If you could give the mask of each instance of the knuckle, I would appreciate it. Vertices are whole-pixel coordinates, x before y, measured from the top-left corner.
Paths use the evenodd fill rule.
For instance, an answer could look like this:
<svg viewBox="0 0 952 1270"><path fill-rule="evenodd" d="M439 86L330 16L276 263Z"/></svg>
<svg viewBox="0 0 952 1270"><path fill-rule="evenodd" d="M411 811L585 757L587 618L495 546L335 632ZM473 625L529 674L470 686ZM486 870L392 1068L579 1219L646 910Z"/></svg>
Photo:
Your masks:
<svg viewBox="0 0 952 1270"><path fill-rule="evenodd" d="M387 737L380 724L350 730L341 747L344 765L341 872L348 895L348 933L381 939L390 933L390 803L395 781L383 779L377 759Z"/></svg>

Requirement
Copy the records above line for line, changing nothing.

Correct answer
If you could give the mask of each instance of the knuckle, I would appreciate it. Vertices are whole-pixel coordinates, x before y, measured from the top-left corner.
Paths use the evenodd fill rule.
For instance, an answer could look like this:
<svg viewBox="0 0 952 1270"><path fill-rule="evenodd" d="M439 86L330 16L276 263Z"/></svg>
<svg viewBox="0 0 952 1270"><path fill-rule="evenodd" d="M411 811L585 757L587 618L495 546L335 632ZM473 625L529 674L470 686ZM486 870L392 1068L579 1219L646 910Z"/></svg>
Photo:
Your masks:
<svg viewBox="0 0 952 1270"><path fill-rule="evenodd" d="M387 737L380 724L350 730L341 747L344 765L341 872L348 895L348 933L381 939L390 933L390 803L395 781L383 779L377 759Z"/></svg>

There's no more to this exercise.